═════ Texte fourni

Lacunes au sein des administrations 

Charge donc encore aux administrations d'assimiler la réforme introduite par la loi de 2019. Deux sujets sont notamment pointés du doigt par la HATVP. Le contrôle préalable aux nominations, tout d'abord (104 saisines en 2021 pour 99 avis). Celles-ci concernant ainsi majoritairement des emplois de collaborateurs de cabinets ministériels avec donc une "quasi-absence" de saisines à titre subsidiaire de la part de l'administration. 

Cela, explique la Haute autorité, "interroge tout particulièrement alors que de nombreux emplois – environ 20 000 – sont concernés par le contrôle subsidiaire de pré-nomination". Les échanges avec les référents déontologues font également ressortir qu'ils sont très peu saisis en la matière", poursuit le HATVP. Et d'ajouter que ces éléments "laissent penser que beaucoup d'administrations ne se sont pas appropriées ce nouveau contrôle préalable pourtant nécessaire au regard des fonctions publiques stratégiques et exposées qui sont concernées". A savoir notamment les emplois de direction.

══════════
═════ Données présentées

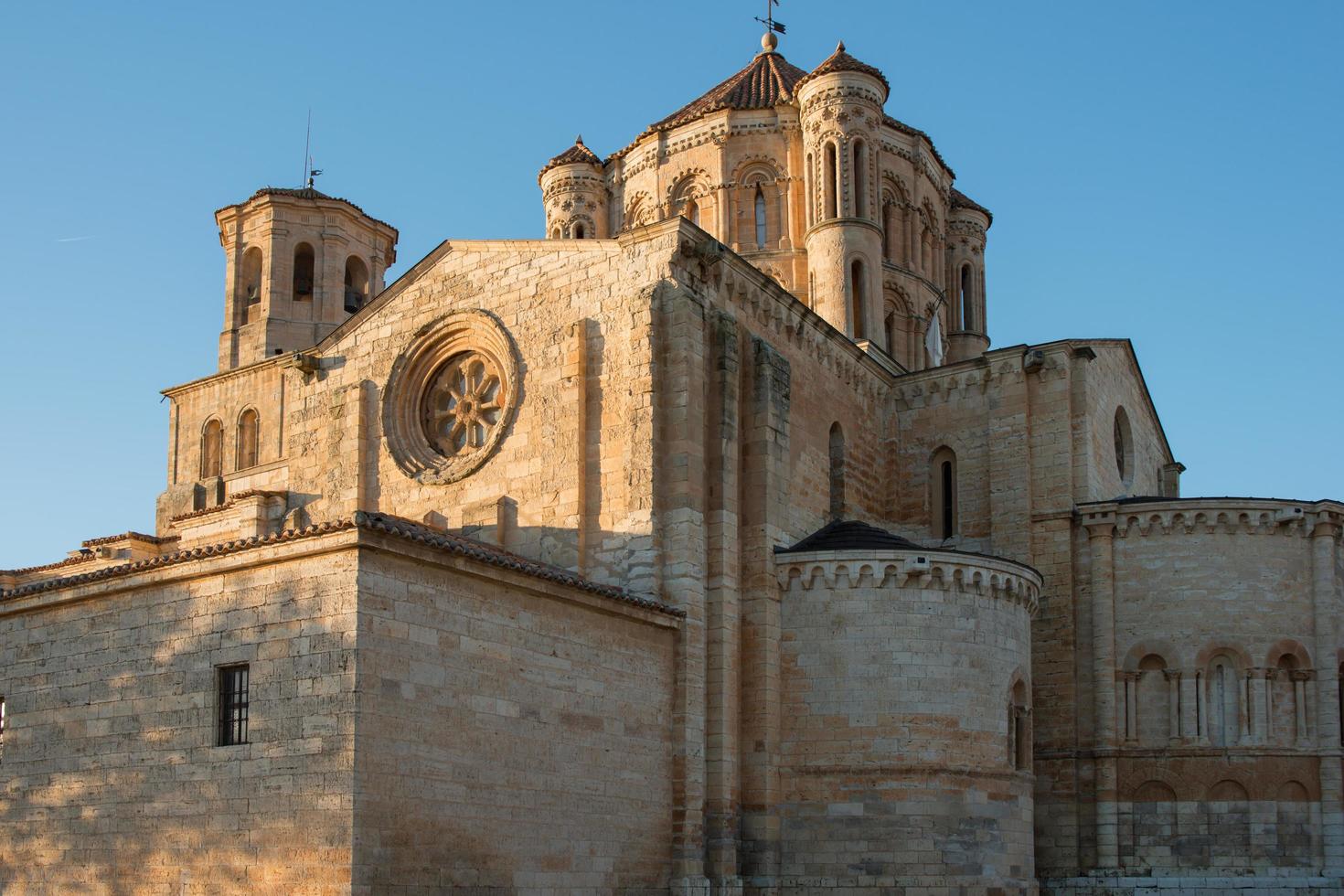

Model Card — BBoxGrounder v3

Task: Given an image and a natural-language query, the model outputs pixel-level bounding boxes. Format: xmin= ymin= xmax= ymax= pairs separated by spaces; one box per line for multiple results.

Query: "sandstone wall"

══════════

• **Consignes**:
1: Mettez à jour le passage du texte sur la HATVP qui commence aux mots « Cela, explique la » et s'arrête après « emplois de direction. », en y remplaçant « emplois de direction » par « postes de direction ».
2: Poursuivez le texte sur la HATVP à partir de sa dernière phrase.
Ces données proviennent d'une source distincte du texte.

• **Réponses par consigne**:
1:
Cela, explique la Haute autorité, "interroge tout particulièrement alors que de nombreux emplois – environ 20 000 – sont concernés par le contrôle subsidiaire de pré-nomination". Les échanges avec les référents déontologues font également ressortir qu'ils sont très peu saisis en la matière", poursuit le HATVP. Et d'ajouter que ces éléments "laissent penser que beaucoup d'administrations ne se sont pas appropriées ce nouveau contrôle préalable pourtant nécessaire au regard des fonctions publiques stratégiques et exposées qui sont concernées". A savoir notamment les postes de direction.

2:
Autre problématique identifiée par la HATVP, le cas du contrôle des mobilités d'agents publics vers le secteur privé. La haute autorité révèle ainsi des "défauts de saisine persistants" de la part des administrations, des "dossiers de saisine encore trop souvent incomplets ou imprécis" mais aussi des "cas dans lesquels l'autorité hiérarchique s'abstient de rendre sa décision" après l'avis de la Haute autorité. Autant de lacunes qui, selon la HATVP, sont "de nature à laisser penser que certaines autorités hiérarchiques ne jouent pas suffisamment leur rôle" en matière de mobilité vers le secteur privé et de contrôle de celles-ci. Et c'est loin d'être la première fois que la HATVP met en avant les difficultés des administrations à endosser leurs nouvelles responsabilités. Dans nos colonnes, en février 2021, son président Didier Migaud pointait déjà cette problématique [cliquez ici pour consulter son interview]. 

Les propositions de la HATVP : 
-    Harmoniser les sanctions prévues en cas de méconnaissance des avis préalables aux mobilités entre les secteurs public et privé rendus par la Haute Autorité, d’une part, sur le fondement de la loi du 11 octobre 2013 relative à la transparence de la vie publique, applicable aux anciens membres du Gouvernement, chefs d’exécutifs locaux et membres des AAI et API, et, d’autre part, sur le fondement du code général de la fonction publique, applicable aux agents publics.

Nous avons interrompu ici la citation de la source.